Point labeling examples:

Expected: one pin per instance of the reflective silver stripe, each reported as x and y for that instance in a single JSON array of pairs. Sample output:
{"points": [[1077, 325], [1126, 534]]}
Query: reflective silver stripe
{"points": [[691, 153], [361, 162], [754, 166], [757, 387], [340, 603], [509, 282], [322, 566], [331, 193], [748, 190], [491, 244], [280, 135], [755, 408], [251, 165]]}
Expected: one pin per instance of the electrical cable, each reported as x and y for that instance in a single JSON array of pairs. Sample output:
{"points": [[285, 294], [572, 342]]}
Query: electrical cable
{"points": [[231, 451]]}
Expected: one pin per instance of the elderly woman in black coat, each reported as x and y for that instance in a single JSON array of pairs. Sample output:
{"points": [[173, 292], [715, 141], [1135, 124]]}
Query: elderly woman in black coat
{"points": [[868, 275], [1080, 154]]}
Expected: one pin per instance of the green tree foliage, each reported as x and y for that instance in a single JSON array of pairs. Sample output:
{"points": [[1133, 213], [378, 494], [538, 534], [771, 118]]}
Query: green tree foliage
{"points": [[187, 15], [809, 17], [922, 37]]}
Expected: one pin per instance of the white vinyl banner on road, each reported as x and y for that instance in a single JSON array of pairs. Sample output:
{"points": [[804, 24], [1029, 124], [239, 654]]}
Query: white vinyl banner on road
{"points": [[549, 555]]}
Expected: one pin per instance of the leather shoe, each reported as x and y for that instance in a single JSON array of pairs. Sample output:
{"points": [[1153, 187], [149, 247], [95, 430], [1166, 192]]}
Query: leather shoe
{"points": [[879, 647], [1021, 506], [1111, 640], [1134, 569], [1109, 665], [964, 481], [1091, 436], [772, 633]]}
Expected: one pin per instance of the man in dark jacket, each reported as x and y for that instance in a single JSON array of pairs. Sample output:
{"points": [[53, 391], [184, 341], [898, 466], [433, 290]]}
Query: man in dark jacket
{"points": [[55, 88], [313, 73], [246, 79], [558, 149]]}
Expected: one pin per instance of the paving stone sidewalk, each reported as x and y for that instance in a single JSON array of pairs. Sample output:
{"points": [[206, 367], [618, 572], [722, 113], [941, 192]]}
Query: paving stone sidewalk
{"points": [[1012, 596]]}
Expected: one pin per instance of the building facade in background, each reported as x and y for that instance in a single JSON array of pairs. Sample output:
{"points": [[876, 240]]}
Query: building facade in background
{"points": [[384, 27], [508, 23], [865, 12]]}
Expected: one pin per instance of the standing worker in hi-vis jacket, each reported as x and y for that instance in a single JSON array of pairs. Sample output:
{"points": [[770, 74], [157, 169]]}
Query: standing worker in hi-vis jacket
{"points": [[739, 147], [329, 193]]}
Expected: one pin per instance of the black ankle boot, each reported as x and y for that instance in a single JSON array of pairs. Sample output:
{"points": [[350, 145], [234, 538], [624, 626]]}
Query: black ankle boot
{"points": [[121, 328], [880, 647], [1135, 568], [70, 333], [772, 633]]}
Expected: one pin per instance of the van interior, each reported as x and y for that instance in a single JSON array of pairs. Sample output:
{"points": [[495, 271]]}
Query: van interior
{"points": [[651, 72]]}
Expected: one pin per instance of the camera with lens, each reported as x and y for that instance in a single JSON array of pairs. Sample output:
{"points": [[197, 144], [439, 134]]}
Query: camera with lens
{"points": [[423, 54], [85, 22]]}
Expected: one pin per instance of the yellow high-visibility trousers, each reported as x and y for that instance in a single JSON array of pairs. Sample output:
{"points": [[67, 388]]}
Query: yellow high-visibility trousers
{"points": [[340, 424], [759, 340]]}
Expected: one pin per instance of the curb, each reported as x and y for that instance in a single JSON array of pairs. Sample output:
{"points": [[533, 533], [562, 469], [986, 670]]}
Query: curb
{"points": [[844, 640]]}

■ What you have to do ■
Starting at the line that contains "Expected: one pin per instance of the camera", repeat each line exactly through the last one in the listing. Include both of those lines and nothing more.

■ Exercise answer ■
Expected: one pin per instance of the camera with lens, each reported as x and y for that instance in a single JSON array of pairs. Sample output:
{"points": [[197, 144], [439, 134]]}
Query: camera with lens
{"points": [[423, 54], [85, 22]]}
Expected: one pin per instance of the yellow high-visibility trousers, each reported as x and y for that instance in a single JSON array of pairs. Sample output:
{"points": [[67, 388]]}
Query: yellow high-visibility trousers
{"points": [[340, 424], [759, 340]]}
Expected: one pin per instance of the curb, each reported as x and y for that instance in a single JSON array of pairs. Sample output:
{"points": [[533, 533], [562, 469], [986, 670]]}
Query: curb
{"points": [[844, 640]]}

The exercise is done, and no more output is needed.